Questions on the material:
a) According to the text below on titanium dioxide nanoparticles, how much larger on average are lysosomes containing TiO₂ NPs than lysosomes in untreated cells?
b) Write the next part of the text below on titanium dioxide nanoparticles, picking up after its final sentence.

Document extract: Begin

Titanium dioxide nanoparticles (TiO₂ NPs) are indispensable in consumer products due to their function as pigments and photocatalysts. For example, TiO₂ NPs are included in food products and cosmetics to brighten white colors and in sunscreen to block UV rays from reaching the skin. Previous work has shown that the effects of TiO₂ NP exposure on human cells through food consumption and skin contact are negligible, but the effects of TiO₂ NP inhalation are unknown. Using fluorescence microscopy and transmission electron microscopy, we have found that TiO₂ NPs are internalized by human lung cells (A549). In these cells, TiO₂ NPs accumulate in lysosomes, membrane-bound organelles responsible for the transport and degradation of cell cargo. Enlargement of these organelles can have significant effects on cell health. We have found that TiO₂ NP-containing lysosomes are 1.85 times larger on average than lysosomes in untreated cells when compared through representative distributions of size.

Document extract: End
Supplied entries: Begin

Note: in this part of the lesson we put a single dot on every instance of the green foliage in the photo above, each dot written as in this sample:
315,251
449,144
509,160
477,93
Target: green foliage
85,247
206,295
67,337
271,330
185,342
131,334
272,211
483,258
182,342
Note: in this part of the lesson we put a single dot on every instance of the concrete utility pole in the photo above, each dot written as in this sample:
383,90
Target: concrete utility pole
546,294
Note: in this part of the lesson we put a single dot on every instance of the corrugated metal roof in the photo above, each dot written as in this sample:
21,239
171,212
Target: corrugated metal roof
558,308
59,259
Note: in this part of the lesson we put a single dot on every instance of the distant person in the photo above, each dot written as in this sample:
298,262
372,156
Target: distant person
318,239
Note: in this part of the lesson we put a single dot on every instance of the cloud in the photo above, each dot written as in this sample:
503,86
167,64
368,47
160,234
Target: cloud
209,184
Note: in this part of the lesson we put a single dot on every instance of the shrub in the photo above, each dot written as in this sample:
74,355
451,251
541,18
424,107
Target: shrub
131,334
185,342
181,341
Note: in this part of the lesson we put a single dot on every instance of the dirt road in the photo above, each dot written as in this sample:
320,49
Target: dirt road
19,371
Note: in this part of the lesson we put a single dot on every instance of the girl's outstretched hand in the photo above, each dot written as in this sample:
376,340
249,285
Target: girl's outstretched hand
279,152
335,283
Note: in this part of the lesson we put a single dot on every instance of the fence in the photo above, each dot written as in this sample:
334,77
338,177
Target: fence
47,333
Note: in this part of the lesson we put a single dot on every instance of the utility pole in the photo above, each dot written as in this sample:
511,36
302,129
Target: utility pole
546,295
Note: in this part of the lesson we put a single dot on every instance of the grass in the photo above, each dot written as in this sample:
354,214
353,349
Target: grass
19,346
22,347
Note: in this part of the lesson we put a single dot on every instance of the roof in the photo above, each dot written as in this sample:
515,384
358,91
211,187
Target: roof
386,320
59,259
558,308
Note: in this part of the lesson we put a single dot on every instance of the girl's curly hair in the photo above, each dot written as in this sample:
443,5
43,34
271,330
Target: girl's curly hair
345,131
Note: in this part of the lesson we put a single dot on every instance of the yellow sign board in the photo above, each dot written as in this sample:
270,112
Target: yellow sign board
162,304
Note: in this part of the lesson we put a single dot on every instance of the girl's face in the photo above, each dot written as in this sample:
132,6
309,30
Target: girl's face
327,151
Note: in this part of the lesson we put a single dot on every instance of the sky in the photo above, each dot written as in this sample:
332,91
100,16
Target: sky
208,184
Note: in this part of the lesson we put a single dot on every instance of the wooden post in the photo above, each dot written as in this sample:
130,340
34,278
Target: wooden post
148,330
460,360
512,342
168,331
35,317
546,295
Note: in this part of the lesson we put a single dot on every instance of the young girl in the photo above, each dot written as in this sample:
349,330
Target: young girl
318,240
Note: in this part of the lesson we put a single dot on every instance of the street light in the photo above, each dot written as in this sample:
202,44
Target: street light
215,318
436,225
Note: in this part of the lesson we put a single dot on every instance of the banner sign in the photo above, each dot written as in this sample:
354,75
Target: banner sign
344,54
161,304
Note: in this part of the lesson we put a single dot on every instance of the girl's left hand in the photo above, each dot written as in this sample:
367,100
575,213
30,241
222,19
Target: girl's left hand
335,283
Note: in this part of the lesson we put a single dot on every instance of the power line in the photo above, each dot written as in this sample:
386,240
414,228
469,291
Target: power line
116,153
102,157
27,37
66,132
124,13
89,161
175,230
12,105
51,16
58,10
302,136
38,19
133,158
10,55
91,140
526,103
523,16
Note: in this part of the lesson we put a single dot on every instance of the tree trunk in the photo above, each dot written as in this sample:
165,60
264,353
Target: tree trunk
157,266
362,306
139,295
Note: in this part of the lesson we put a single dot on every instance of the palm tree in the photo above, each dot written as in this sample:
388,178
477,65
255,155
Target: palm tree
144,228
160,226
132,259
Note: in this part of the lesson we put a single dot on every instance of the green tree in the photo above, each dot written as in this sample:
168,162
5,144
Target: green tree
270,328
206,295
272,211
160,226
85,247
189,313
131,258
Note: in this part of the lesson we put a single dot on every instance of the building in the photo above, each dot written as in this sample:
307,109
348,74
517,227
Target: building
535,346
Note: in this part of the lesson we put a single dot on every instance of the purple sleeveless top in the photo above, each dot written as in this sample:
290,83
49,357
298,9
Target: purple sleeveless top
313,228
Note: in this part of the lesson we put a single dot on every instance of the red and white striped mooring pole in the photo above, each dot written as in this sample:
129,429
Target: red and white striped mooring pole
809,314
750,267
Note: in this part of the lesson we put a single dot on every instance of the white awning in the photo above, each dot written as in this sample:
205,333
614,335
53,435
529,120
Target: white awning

Supplied entries: End

Task-by-task outputs:
a) They are 1.85 times larger on average.

b)
We used single particle tracking fluorescence microscopy to follow the motion of TiO₂ NP-containing lysosomes in living cells. Lysosomes were fluorescently labeled with fluorescent proteins and by the absorption of fluorescently-labeled proteins on the TiO₂ NPs. In both of these cases, and for any single particle tracking experiment, observation time is limited by photobleaching, cell viability, and microscope stability. As such, a stochastic model of lysosome motion is warranted to extrapolate beyond trajectory limitations and establish confidence in data validity.

Our goal was to determine the trajectory length necessary to establish confidence in the validity of the observed velocity and diffusivity of lysosome motion. Using Bayesian methods, we estimated unknown information given a set of single particle trajectories. With this information from lysosome trajectories, we could then assign a likelihood that each lysosome was in a specific state of motion (e.g., active transport or diffusion) during a given time interval. This provides insights on the mobility distribution of lysosomes in the cell as a function of TiO₂ NP transport. Based on the inferred relative frequencies of the various states of motion, we then built a forward simulation to explore what the long-term distributions of enlarged lysosomes might be compared to normal lysosomes. Our stochastic model, in combination with experimental data, verifies the validity of our observed trajectories and predicts lysosome transport modes for both untreated control and TiO₂ NP-containing cells. This confidence in the stochastic modeling of particle tracking is useful not only for TiO₂ NP-containing lysosomes, but also broad questions of cellular transport studied with single particle tracking.